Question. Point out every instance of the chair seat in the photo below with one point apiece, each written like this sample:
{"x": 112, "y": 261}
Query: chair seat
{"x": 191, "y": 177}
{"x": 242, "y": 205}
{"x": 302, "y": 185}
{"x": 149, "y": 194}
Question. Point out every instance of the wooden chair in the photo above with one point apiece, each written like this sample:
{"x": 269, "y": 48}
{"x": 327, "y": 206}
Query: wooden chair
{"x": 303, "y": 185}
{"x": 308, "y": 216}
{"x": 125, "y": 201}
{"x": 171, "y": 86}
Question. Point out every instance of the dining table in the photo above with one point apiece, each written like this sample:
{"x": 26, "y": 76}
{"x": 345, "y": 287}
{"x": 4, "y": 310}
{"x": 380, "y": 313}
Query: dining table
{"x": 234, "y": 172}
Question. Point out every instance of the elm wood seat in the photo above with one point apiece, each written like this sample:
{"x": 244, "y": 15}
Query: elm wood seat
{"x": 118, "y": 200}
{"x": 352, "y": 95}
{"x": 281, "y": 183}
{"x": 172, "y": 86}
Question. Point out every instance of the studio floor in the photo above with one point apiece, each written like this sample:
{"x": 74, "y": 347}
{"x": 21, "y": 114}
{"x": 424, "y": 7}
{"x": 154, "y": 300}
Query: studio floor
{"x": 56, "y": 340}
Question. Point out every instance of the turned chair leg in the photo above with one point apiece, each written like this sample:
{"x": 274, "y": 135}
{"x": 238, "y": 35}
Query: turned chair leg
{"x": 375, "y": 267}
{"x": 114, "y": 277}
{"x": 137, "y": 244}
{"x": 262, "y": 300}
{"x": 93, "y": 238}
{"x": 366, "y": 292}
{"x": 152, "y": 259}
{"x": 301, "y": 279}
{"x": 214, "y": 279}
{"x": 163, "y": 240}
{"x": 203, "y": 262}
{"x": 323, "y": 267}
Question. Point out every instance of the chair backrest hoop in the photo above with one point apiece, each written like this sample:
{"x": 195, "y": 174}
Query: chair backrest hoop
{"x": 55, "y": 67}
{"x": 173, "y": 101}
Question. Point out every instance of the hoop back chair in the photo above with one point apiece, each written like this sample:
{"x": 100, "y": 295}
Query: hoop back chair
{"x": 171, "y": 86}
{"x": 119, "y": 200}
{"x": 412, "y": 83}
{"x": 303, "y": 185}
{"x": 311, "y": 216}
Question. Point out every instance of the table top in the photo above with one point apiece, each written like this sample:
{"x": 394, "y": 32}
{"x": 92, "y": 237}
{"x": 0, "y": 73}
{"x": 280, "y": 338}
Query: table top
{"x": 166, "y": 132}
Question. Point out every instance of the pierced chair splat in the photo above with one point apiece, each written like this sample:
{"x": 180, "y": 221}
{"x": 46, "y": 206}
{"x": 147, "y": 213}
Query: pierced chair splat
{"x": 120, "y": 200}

========================================

**What the task asks:**
Each of the records should be retyped exactly.

**The answer:**
Question. Point out every instance of the chair seat in the photo below with one point apiece, each written like this sample:
{"x": 112, "y": 261}
Query: chair seat
{"x": 191, "y": 177}
{"x": 242, "y": 205}
{"x": 302, "y": 185}
{"x": 149, "y": 194}
Question. Point out every instance of the wooden chair in the photo above with one point apiece, each written like this sample:
{"x": 269, "y": 48}
{"x": 327, "y": 206}
Query: wooden chair
{"x": 303, "y": 185}
{"x": 308, "y": 216}
{"x": 125, "y": 201}
{"x": 171, "y": 86}
Question. Point out every instance of the dining table in the photo above with one point apiece, each written like this sample:
{"x": 26, "y": 76}
{"x": 345, "y": 287}
{"x": 4, "y": 310}
{"x": 380, "y": 313}
Query: dining table
{"x": 234, "y": 172}
Question. Point out every instance of the elm wood seat in the photo above with one point apiece, each written like this sample:
{"x": 244, "y": 15}
Query: elm wood seat
{"x": 118, "y": 200}
{"x": 352, "y": 95}
{"x": 281, "y": 183}
{"x": 172, "y": 86}
Question. Point out every instance of the studio floor in the photo above with one point apiece, each written like this sample:
{"x": 74, "y": 347}
{"x": 21, "y": 114}
{"x": 424, "y": 7}
{"x": 154, "y": 300}
Query: studio floor
{"x": 56, "y": 340}
Question. Point out every instance of the turned chair leg in the photo above with one point apiece, each written like this sample:
{"x": 274, "y": 135}
{"x": 238, "y": 35}
Query: turned chair leg
{"x": 375, "y": 267}
{"x": 114, "y": 277}
{"x": 137, "y": 244}
{"x": 262, "y": 300}
{"x": 93, "y": 238}
{"x": 366, "y": 292}
{"x": 152, "y": 259}
{"x": 301, "y": 279}
{"x": 214, "y": 279}
{"x": 163, "y": 240}
{"x": 203, "y": 262}
{"x": 323, "y": 267}
Question. Point out every instance of the chair backrest hoop in the photo above with one point apiece, each written like this sample:
{"x": 195, "y": 174}
Query: chair backrest hoop
{"x": 55, "y": 67}
{"x": 173, "y": 101}
Question. Point out every instance of the hoop back chair in the photo above with one point apiece, each written like this sample:
{"x": 100, "y": 295}
Query: hoop back chair
{"x": 171, "y": 86}
{"x": 119, "y": 200}
{"x": 412, "y": 83}
{"x": 303, "y": 185}
{"x": 311, "y": 216}
Question. Point out every instance of the table top in the photo above with one point apiece, each written like this sample:
{"x": 394, "y": 32}
{"x": 92, "y": 237}
{"x": 0, "y": 73}
{"x": 280, "y": 338}
Query: table top
{"x": 166, "y": 132}
Question. Point out every instance of the pierced chair splat in the photo above with one point apiece, each written like this sample:
{"x": 180, "y": 221}
{"x": 46, "y": 206}
{"x": 147, "y": 213}
Query: pierced chair splat
{"x": 120, "y": 200}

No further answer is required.